_Written exercise A_. Filter the records below down to every line that contains the string "handbag", treating uppercase and lowercase as different.

## START Source

Meanwhile, so little actually depends on atime these days, that unless 
you're trying to work out a compromise solution for a kernel with a 
standing rule that breaking working userspace is simply not acceptable, 
the context in which relatime was developed and for which it really is a 
good compromise, chances are pretty high that unless you are running 
something like mutt that is /known/ to need atime, you can simply set 
noatime and forget about it.

And I'm sure, were the kernel rules on avoiding breaking old but 
otherwise still working userspace somewhat less strict, noatime would be 
the kernel default now, as well.

## END Source

_Written exercise B_. Based on the post, why is noatime not already the kernel default?

## START Information given

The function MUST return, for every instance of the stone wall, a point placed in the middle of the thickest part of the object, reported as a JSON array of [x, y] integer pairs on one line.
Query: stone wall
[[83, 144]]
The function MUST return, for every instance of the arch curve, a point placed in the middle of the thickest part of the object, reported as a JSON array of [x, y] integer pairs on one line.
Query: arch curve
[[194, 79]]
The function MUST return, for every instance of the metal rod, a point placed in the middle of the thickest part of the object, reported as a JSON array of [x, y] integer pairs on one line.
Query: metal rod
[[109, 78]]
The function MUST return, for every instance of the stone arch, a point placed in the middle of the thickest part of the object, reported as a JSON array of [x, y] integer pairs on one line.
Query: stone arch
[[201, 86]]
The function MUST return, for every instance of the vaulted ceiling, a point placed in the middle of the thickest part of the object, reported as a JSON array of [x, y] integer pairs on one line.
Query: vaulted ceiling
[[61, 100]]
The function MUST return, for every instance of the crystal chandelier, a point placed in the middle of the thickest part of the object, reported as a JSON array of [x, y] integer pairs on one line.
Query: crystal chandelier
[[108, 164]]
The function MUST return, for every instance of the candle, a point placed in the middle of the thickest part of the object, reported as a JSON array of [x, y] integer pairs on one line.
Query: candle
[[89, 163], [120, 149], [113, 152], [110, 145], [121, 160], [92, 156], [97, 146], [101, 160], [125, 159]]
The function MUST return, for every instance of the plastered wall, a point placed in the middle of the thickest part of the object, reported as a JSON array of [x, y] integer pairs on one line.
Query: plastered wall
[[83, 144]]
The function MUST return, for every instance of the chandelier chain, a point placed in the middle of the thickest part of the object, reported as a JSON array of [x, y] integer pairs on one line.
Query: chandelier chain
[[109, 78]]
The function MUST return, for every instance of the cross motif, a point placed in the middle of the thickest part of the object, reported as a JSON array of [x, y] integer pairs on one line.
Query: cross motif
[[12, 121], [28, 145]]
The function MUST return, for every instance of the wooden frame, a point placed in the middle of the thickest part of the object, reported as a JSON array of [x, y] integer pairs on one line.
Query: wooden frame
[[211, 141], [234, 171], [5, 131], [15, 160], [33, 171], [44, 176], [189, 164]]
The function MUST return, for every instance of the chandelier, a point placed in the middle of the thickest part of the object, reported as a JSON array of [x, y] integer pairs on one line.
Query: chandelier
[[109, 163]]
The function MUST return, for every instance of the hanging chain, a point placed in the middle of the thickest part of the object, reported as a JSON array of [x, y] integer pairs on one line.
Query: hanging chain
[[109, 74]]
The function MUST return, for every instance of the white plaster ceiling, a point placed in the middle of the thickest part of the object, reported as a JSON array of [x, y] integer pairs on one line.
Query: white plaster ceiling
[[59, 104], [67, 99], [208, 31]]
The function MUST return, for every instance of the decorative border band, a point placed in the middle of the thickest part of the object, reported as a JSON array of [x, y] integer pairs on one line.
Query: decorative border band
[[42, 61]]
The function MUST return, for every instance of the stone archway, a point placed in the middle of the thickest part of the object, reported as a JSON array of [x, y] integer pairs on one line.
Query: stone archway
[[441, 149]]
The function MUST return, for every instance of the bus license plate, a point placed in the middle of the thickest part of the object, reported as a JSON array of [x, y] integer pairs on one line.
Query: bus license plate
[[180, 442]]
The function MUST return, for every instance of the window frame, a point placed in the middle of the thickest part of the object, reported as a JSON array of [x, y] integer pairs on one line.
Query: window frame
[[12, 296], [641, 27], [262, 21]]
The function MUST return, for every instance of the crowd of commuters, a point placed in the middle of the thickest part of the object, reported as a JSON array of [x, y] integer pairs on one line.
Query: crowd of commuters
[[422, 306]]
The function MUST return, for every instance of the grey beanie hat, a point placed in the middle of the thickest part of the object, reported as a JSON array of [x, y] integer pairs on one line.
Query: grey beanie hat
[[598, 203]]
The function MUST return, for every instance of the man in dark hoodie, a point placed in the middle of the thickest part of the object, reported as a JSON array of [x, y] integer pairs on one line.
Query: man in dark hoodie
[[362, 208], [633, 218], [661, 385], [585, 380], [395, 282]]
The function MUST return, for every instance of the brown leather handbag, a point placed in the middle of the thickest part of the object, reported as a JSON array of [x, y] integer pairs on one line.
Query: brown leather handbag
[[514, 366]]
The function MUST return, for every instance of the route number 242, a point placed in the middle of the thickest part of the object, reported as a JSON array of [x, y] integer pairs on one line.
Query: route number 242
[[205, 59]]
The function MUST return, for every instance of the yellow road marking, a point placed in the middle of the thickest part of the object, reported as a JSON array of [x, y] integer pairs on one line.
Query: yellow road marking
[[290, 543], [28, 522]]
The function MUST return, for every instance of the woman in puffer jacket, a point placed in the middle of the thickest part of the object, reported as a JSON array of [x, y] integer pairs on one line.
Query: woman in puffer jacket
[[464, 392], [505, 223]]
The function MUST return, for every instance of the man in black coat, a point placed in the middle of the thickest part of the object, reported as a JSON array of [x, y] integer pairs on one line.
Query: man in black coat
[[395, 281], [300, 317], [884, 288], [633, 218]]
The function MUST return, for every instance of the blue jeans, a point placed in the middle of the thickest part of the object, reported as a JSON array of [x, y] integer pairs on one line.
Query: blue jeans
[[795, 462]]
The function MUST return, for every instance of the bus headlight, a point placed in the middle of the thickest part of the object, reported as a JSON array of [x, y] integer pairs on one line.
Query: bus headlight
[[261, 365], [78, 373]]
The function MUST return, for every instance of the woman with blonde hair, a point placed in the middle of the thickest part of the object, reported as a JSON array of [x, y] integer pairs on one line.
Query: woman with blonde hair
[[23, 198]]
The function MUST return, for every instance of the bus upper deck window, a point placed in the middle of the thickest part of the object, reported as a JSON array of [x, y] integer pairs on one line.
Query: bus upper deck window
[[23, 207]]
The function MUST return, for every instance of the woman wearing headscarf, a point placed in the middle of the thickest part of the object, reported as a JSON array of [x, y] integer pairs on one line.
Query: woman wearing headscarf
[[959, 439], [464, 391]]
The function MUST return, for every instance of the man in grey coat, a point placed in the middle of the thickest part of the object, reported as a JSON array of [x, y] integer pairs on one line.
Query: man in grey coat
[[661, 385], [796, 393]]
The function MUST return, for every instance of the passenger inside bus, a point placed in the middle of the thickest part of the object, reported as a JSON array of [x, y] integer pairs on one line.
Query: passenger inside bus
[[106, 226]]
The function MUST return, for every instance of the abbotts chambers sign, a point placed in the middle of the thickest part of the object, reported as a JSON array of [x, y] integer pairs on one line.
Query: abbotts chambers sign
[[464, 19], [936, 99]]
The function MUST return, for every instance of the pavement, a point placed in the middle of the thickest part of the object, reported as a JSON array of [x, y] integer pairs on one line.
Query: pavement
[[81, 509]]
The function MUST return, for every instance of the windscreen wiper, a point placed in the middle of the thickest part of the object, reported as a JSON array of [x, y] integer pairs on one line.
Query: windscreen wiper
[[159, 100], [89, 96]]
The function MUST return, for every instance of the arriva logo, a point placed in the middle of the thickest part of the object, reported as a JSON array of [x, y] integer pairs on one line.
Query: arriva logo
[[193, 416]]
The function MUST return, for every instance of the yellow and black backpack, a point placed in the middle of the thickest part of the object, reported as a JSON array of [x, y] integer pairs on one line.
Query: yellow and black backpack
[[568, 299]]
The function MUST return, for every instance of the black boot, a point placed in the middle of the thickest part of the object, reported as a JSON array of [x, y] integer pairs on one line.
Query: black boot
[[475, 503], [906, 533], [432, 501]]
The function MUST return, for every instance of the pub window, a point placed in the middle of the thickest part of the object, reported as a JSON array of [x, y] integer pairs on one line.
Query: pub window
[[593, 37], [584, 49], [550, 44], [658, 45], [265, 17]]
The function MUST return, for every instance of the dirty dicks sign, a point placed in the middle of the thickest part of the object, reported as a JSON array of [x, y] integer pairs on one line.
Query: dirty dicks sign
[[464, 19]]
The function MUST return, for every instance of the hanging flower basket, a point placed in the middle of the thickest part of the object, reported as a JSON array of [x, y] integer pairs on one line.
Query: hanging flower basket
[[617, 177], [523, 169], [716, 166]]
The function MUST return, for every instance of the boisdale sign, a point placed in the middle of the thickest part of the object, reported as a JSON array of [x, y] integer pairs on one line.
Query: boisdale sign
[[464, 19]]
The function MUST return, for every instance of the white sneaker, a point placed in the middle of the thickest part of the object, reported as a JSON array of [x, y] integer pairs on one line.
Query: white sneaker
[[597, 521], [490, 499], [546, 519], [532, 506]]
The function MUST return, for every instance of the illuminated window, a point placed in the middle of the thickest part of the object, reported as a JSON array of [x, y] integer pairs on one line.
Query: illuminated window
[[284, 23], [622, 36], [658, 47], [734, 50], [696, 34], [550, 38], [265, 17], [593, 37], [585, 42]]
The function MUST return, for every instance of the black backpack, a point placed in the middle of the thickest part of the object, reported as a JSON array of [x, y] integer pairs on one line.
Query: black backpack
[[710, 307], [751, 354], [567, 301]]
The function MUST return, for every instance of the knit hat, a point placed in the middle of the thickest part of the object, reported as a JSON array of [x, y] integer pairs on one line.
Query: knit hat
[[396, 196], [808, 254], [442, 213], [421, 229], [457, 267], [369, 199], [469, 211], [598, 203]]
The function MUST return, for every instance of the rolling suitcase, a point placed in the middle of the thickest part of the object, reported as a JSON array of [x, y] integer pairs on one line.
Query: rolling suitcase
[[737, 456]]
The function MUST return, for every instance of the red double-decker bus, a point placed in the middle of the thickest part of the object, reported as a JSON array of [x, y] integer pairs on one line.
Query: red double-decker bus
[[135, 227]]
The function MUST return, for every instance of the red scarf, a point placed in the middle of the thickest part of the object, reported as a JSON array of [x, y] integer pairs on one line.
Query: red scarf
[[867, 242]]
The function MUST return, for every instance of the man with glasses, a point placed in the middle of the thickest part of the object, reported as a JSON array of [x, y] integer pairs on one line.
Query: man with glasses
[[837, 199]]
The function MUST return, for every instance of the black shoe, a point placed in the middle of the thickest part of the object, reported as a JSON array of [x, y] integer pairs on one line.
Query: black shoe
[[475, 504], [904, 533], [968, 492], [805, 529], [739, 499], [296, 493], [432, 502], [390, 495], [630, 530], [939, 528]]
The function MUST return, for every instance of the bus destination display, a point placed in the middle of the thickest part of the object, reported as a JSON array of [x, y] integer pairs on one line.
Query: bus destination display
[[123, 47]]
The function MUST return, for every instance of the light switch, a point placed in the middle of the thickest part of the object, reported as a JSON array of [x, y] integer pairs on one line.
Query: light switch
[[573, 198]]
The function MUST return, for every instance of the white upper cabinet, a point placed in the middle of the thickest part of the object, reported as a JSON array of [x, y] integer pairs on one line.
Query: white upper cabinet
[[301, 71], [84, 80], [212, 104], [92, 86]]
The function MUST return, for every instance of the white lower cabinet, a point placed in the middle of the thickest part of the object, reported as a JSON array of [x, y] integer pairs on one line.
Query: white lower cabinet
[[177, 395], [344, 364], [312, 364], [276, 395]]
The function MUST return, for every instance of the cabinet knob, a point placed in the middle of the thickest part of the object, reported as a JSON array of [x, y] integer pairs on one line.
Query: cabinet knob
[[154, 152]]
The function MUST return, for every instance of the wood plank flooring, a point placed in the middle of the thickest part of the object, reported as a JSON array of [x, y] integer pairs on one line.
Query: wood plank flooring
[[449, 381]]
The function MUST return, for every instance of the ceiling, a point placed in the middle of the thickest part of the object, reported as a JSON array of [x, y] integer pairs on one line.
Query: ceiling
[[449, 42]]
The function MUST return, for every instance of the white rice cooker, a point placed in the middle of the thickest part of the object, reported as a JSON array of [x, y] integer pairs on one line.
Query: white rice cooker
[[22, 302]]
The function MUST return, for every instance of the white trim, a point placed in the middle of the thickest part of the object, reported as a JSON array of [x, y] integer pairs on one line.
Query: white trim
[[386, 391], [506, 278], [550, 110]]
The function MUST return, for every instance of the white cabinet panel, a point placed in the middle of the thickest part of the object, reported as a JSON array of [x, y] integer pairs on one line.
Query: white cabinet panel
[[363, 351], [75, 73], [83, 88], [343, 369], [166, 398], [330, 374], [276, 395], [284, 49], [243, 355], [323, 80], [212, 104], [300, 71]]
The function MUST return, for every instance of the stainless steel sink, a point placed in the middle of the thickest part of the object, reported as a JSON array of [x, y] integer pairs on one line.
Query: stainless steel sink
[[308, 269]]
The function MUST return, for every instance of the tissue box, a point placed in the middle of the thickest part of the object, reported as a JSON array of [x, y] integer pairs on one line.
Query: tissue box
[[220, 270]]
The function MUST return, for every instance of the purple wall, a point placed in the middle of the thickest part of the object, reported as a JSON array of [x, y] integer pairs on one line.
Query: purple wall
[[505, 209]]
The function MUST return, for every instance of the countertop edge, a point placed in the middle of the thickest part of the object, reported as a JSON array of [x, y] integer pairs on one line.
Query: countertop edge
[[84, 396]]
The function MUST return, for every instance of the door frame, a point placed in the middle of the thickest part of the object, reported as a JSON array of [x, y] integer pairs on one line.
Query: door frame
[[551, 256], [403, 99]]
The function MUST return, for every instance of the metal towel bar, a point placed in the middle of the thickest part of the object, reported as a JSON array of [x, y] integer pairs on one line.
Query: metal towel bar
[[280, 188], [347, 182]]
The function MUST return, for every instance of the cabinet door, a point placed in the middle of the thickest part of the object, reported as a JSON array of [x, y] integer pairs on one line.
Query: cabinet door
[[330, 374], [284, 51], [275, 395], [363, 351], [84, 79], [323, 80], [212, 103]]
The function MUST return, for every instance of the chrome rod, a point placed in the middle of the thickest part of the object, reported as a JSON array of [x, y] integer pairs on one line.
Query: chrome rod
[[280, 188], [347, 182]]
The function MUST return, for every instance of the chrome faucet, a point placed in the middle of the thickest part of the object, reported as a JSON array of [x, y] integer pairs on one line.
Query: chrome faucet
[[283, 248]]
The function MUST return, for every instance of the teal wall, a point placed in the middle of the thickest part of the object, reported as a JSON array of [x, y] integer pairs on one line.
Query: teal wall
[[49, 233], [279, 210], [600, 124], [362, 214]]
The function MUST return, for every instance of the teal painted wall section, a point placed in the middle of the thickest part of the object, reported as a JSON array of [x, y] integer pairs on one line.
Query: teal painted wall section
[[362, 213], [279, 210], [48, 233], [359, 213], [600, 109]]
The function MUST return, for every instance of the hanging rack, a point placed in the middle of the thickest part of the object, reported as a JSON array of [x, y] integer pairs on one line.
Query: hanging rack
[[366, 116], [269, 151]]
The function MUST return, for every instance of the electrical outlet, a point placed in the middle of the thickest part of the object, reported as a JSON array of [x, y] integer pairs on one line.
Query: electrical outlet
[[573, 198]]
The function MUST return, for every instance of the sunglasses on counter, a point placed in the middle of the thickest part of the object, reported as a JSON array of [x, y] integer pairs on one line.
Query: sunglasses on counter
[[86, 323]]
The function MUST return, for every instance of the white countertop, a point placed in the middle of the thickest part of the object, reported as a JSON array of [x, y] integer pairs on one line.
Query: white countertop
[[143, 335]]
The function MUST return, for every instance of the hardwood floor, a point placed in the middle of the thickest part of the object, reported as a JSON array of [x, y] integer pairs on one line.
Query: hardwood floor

## END Information given

_Worked solution A_.
The function MUST return, for every instance of the brown leather handbag, a point placed in the middle of the thickest part of the object, reported as a JSON array of [x, y] integer pairs on one line.
Query: brown leather handbag

_Worked solution B_. The kernel has strict rules against breaking old userspace that still works. The post says that if those rules were somewhat less strict, noatime would be the kernel default now.